Your task:
Exactly the lines from the one containing "Segment the dog's" through the end of the data below are to be reproduced, and nothing besides them.

(Records from a data source)
::::::::::

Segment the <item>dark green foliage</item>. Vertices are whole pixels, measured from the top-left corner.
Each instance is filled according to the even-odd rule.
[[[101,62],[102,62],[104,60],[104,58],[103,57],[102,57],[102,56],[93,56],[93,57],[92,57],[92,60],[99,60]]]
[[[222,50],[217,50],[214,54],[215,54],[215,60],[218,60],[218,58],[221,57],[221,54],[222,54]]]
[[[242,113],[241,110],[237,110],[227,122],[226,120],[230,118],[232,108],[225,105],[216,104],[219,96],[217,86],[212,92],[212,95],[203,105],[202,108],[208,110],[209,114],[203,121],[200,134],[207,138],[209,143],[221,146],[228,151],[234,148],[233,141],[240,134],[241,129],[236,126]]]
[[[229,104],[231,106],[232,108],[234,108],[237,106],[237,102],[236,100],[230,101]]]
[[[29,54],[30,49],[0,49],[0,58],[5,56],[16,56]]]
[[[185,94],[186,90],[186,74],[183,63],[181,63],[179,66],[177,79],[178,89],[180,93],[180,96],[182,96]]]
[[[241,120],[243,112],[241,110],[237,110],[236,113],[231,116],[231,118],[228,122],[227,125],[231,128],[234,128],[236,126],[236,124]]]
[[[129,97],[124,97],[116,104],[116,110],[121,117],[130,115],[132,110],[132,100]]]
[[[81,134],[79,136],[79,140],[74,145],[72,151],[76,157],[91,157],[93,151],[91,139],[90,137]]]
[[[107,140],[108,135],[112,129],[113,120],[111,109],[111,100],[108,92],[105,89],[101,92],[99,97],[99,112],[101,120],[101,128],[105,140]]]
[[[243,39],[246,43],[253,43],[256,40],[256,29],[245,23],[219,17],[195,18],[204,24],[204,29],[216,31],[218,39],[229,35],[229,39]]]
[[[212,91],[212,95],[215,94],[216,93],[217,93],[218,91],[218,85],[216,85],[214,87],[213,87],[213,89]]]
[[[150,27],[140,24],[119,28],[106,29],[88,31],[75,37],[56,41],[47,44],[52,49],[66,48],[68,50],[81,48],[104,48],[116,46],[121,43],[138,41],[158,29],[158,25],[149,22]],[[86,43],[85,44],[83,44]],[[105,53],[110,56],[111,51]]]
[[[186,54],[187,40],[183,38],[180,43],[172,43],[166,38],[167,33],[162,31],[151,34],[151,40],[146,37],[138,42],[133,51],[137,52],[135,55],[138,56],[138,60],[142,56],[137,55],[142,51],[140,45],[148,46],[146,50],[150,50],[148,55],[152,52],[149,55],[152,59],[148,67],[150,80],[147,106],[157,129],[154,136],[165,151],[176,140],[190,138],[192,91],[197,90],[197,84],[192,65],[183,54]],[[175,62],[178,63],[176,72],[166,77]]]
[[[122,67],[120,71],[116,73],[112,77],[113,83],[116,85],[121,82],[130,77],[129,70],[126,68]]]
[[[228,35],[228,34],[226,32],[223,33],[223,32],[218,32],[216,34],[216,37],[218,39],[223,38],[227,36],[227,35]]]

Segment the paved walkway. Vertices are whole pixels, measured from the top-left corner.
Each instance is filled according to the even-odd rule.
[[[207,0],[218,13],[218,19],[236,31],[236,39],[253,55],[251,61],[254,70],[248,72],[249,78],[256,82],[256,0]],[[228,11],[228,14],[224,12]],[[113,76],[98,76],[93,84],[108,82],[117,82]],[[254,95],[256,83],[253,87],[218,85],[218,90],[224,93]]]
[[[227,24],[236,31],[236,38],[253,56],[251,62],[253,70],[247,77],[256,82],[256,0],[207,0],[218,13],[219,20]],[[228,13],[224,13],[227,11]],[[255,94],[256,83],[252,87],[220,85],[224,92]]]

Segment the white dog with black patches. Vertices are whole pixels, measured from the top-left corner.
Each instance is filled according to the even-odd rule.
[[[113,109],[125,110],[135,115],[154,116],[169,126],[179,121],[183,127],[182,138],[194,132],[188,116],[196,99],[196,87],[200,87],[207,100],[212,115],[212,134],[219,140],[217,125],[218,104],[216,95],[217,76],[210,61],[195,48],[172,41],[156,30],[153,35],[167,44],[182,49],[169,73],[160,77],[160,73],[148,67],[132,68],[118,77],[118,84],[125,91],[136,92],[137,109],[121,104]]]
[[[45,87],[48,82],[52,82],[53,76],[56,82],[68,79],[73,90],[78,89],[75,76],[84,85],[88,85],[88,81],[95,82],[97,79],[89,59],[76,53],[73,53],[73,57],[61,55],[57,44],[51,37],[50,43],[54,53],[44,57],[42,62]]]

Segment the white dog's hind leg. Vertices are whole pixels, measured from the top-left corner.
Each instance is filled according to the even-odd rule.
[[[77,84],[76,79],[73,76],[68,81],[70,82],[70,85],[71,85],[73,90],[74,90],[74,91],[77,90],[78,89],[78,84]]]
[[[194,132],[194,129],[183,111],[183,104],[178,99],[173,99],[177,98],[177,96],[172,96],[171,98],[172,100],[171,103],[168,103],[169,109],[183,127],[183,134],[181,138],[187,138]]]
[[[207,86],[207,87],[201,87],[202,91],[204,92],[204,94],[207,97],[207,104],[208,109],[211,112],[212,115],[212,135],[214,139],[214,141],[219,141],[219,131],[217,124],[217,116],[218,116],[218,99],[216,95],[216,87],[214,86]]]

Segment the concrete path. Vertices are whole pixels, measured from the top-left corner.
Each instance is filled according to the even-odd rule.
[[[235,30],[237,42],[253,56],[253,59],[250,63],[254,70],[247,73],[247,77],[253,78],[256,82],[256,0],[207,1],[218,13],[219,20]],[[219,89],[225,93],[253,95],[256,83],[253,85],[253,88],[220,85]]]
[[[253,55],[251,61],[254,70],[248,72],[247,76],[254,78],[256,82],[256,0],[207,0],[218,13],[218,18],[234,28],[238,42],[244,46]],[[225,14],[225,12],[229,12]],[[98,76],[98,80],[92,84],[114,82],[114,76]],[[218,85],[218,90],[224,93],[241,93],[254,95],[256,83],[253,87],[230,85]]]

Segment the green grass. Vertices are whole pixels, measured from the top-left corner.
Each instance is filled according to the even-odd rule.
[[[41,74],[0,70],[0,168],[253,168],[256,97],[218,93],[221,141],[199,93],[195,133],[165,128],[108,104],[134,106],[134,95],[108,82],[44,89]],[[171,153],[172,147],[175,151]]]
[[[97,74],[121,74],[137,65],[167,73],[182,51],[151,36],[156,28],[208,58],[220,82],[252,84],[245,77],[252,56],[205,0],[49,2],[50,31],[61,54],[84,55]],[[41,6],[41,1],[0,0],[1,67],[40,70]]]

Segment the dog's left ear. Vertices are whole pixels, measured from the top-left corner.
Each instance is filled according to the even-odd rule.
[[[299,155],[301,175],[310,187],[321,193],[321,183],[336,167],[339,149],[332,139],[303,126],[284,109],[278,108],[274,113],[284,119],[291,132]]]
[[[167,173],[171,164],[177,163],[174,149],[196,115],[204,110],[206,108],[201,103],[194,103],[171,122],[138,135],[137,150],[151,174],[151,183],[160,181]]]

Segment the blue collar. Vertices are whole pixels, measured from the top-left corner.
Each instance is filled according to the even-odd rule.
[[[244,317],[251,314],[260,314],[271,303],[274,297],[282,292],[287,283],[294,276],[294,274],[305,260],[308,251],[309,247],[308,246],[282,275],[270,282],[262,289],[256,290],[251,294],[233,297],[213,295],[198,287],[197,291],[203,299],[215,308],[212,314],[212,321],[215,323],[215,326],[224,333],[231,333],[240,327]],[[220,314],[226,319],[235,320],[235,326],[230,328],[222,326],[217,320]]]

::::::::::

Answer to the problem:
Segment the dog's left ear. Vertices are whole pixels, measured from the top-left corner.
Each instance is filled according to the even-odd rule.
[[[299,155],[301,175],[310,187],[321,193],[321,183],[336,167],[339,149],[332,139],[303,126],[284,109],[278,108],[274,113],[284,119],[291,132]]]
[[[167,173],[171,164],[177,163],[174,149],[196,115],[204,110],[206,108],[201,103],[194,103],[171,122],[138,135],[137,150],[151,174],[151,183],[160,181]]]

Segment the blue collar. Vertices are whole pixels, measured from the top-left corner.
Each instance is filled according to the even-odd rule.
[[[244,317],[251,314],[260,314],[271,303],[274,297],[282,292],[287,283],[294,276],[294,274],[305,260],[308,251],[309,247],[308,246],[282,275],[270,282],[262,289],[256,290],[251,294],[233,297],[213,295],[198,287],[197,291],[203,299],[215,308],[212,314],[212,321],[215,323],[215,326],[224,333],[231,333],[240,327]],[[220,314],[226,319],[235,320],[235,326],[230,328],[222,326],[217,320]]]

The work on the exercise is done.